◆ Instructions to follow ◆
Can you turn every record below into a Markdown table with two columns, Row for the row number and Record for the line itself, leaving out any blank lines?
***** Input for this task
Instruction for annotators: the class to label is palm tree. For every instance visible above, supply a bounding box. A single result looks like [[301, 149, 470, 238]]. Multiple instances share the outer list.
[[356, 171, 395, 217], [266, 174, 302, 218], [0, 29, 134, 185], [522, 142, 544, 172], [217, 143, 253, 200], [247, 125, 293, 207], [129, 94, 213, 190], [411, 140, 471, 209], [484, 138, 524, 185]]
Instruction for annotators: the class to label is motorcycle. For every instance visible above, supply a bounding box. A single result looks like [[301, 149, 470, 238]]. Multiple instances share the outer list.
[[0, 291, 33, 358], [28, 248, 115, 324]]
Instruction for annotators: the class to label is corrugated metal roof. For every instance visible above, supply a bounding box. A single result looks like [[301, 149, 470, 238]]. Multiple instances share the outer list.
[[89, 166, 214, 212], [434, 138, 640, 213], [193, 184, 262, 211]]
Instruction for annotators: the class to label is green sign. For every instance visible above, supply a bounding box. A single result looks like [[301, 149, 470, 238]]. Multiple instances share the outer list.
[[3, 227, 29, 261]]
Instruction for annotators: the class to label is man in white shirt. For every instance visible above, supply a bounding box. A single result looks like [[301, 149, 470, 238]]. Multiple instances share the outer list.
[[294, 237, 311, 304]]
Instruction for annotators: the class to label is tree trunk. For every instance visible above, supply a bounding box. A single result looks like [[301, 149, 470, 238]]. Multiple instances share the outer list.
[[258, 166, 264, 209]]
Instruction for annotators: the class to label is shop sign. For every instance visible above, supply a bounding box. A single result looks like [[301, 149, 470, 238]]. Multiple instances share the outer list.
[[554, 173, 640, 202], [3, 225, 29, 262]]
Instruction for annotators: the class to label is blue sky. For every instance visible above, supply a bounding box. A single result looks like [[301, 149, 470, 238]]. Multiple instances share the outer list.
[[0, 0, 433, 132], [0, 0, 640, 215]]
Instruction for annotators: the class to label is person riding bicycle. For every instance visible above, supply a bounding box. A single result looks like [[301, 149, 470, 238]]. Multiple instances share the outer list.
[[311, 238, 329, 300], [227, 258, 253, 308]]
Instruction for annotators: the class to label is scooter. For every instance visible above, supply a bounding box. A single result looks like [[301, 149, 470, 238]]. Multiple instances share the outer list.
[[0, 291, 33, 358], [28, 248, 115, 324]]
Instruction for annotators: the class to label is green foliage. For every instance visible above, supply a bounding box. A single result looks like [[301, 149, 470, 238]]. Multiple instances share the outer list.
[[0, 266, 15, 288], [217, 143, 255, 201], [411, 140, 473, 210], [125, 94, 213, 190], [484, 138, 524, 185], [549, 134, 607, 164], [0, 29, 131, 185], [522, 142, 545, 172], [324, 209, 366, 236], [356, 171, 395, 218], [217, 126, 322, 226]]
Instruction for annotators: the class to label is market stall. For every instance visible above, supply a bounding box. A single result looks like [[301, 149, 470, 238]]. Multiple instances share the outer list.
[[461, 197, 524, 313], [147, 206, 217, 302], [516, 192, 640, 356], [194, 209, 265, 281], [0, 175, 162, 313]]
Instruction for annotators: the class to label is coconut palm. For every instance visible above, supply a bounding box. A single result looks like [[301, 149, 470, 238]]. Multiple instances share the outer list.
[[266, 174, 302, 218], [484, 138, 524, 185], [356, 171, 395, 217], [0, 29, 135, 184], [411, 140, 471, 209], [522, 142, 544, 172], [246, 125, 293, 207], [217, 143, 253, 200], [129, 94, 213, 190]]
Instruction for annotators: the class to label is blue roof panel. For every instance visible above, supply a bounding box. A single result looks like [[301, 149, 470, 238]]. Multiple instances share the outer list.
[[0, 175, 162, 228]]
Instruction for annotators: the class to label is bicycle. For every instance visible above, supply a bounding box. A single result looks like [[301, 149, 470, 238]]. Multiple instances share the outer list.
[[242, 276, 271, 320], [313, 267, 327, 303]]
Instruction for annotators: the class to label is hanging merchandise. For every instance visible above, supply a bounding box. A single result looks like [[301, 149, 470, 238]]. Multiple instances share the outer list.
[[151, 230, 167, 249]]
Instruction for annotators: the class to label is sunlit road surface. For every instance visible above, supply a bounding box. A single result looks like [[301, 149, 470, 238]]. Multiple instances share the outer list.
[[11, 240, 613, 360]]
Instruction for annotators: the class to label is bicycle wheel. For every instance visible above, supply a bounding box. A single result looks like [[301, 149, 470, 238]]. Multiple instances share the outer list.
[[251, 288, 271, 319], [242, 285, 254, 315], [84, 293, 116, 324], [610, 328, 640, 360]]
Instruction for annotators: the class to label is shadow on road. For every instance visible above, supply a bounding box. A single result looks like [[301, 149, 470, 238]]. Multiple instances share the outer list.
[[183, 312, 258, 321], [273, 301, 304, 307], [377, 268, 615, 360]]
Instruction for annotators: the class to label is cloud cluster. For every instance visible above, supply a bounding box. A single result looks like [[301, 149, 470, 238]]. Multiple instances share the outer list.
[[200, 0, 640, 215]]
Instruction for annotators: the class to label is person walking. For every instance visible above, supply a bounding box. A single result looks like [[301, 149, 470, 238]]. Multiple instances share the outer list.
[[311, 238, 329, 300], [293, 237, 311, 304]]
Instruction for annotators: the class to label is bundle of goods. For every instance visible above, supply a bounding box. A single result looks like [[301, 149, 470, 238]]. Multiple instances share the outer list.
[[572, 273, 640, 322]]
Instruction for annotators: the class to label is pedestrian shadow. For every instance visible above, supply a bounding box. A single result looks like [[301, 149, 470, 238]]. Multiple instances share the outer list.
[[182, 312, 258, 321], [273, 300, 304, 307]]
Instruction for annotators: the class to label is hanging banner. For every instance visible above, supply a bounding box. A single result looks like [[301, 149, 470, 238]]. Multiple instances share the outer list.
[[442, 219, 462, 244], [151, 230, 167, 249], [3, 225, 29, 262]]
**********
◆ Answer to the problem ◆
| Row | Record |
|---|---|
| 1 | Instruction for annotators: the class to label is palm tree. For every instance visible above, supply a bounding box. A single result looks like [[301, 149, 470, 238]]. Multiple instances share the outer list. |
| 2 | [[356, 171, 395, 217], [266, 174, 302, 218], [0, 29, 134, 185], [522, 142, 544, 172], [217, 143, 253, 200], [247, 125, 293, 207], [129, 94, 213, 190], [411, 140, 471, 209], [484, 138, 524, 185]] |
| 3 | Instruction for annotators: the class to label is motorcycle. For every instance visible above, supply a bounding box. A single result looks like [[301, 149, 470, 238]]. Multiple instances share the outer list. |
| 4 | [[0, 291, 33, 358], [28, 248, 115, 324]] |
| 5 | Instruction for annotators: the class to label is corrugated metal roof. For every instance visible above, supply a bounding box. A single result looks like [[301, 149, 470, 238]]. Multiple instances share the outer list. |
| 6 | [[89, 166, 214, 212], [434, 138, 640, 213], [193, 184, 262, 211]] |
| 7 | Instruction for annotators: the class to label is green sign. For every instance visible above, supply a bounding box. A single result looks like [[301, 149, 470, 238]]. Multiple instances share the outer list. |
| 8 | [[3, 227, 29, 261]] |
| 9 | Instruction for annotators: the class to label is man in white shirt. For every instance visible above, supply a bounding box. A single result looks like [[301, 149, 470, 238]]. Multiple instances share the outer list. |
| 10 | [[294, 237, 311, 304]] |
| 11 | Instruction for annotators: the class to label is tree trunk. For every instance visible above, supply a bounding box. A single result looks like [[301, 149, 470, 238]]. Multiple instances share the outer list. |
| 12 | [[258, 166, 264, 209]] |
| 13 | Instruction for annotators: the class to label is shop sign. For every instance visible above, supply a bounding box. A single result looks like [[301, 149, 470, 238]]. Multiple instances share the outer list. |
| 14 | [[554, 173, 640, 202], [3, 225, 29, 262]] |
| 15 | Instruction for annotators: the class to label is blue sky. For every instance visible above, supply a bounding box. A single result looks like [[301, 149, 470, 238]]. Multiple instances share the outer list. |
| 16 | [[0, 0, 433, 132], [0, 0, 640, 215]] |
| 17 | Instruction for annotators: the class to label is person riding bicycle. For every instance visible above, supply a bounding box. A single result looks like [[301, 149, 470, 238]]. Multiple instances share the outer list. |
| 18 | [[311, 238, 329, 300], [227, 258, 253, 308]] |
| 19 | Instruction for annotators: the class to label is scooter. For every instance visible above, supply a bounding box. A single result looks like [[301, 149, 470, 238]]. Multiple instances share the outer list. |
| 20 | [[0, 291, 33, 358], [28, 248, 115, 324]] |
| 21 | Instruction for annotators: the class to label is green foliage. For every instance visible above, supply a bounding box. A single result looks like [[301, 149, 470, 238]]. Multiple instances share the outer list. |
| 22 | [[0, 266, 15, 288], [217, 143, 255, 201], [411, 140, 473, 210], [125, 94, 213, 190], [484, 138, 524, 185], [549, 134, 607, 164], [0, 29, 131, 185], [522, 142, 545, 172], [324, 209, 366, 236], [356, 171, 395, 218], [217, 126, 322, 226]] |
| 23 | Instruction for annotators: the class to label is market stall. For every instance visible above, supply a bounding box. A single result looks like [[301, 149, 470, 238]]. Multiple instances share the outer list. |
| 24 | [[461, 197, 524, 313], [147, 206, 217, 302], [516, 192, 640, 356], [194, 209, 265, 281], [0, 175, 162, 313]] |
| 25 | Instruction for annotators: the class to label is coconut palm. For every instance visible above, supply a bounding box. A single result looks like [[301, 149, 470, 238]]. Multiple instances share the outer list. |
| 26 | [[266, 174, 302, 218], [484, 138, 524, 185], [356, 171, 395, 217], [0, 29, 135, 184], [411, 140, 471, 209], [522, 142, 544, 172], [246, 125, 293, 207], [217, 143, 253, 200], [129, 94, 213, 190]] |
| 27 | Instruction for annotators: the class to label is blue roof panel. For every instance visible above, supply a bounding box. A single result looks like [[301, 149, 470, 238]]. Multiple instances share the outer list. |
| 28 | [[0, 175, 162, 228]] |
| 29 | Instruction for annotators: the class to label is bicycle. For every instance visible above, supply a bounding box. A single result looks like [[301, 149, 470, 238]]. Multiple instances share the outer list. |
| 30 | [[242, 276, 271, 320], [313, 267, 327, 303]] |
| 31 | Instruction for annotators: the class to label is hanging merchandise. For every instance visible above, supply a bounding box. A single result looks like [[301, 149, 470, 238]]. Multiple instances share the outer list. |
| 32 | [[151, 230, 167, 249]] |
| 33 | Instruction for annotators: the class to label is sunlit road surface. For every instance visible above, supply a bounding box. A single result looks like [[301, 149, 470, 238]]. Multiple instances share the outer list. |
| 34 | [[11, 240, 613, 360]] |
| 35 | Instruction for annotators: the class to label is bicycle wheel. For every instance visible above, supply a bounding box. A single result looks like [[301, 149, 470, 238]]. Multiple instances share the outer list. |
| 36 | [[251, 288, 271, 319], [242, 285, 254, 315], [84, 293, 116, 324], [610, 328, 640, 360]] |
| 37 | Instruction for annotators: the class to label is shadow on road. For every instance visible above, supply a bounding box. A single result looks like [[301, 149, 470, 238]]. Multiple instances share the outer list. |
| 38 | [[183, 312, 258, 321], [273, 301, 304, 307], [377, 268, 615, 360]] |
| 39 | Instruction for annotators: the class to label is cloud cluster. For every instance visible above, supply a bounding box. A single result looks like [[301, 149, 470, 238]]. Multiple instances share the outer list. |
| 40 | [[200, 0, 640, 215]] |
| 41 | Instruction for annotators: the class to label is person walking. For every instance visible above, supply a bounding box. A single result looks like [[301, 149, 470, 238]]. Multiple instances share the outer list. |
| 42 | [[311, 238, 329, 300], [293, 237, 311, 304]] |
| 43 | Instruction for annotators: the class to label is bundle of goods. For every instance visible above, supply a bounding box. A single result looks like [[301, 149, 470, 238]]. Multiple instances share the outer list. |
| 44 | [[572, 273, 640, 322]] |
| 45 | Instruction for annotators: the class to label is pedestrian shadow. For every instance visible above, supply a bounding box. A single result looks like [[301, 149, 470, 238]]. Multiple instances share the outer list. |
| 46 | [[182, 312, 258, 321], [273, 300, 304, 307]] |
| 47 | Instruction for annotators: the class to label is hanging banner. For every instance visible above, supply a bounding box. A single result looks like [[301, 149, 470, 238]]. Multiple instances share the outer list. |
| 48 | [[442, 219, 462, 244], [151, 230, 167, 249], [3, 225, 29, 262]] |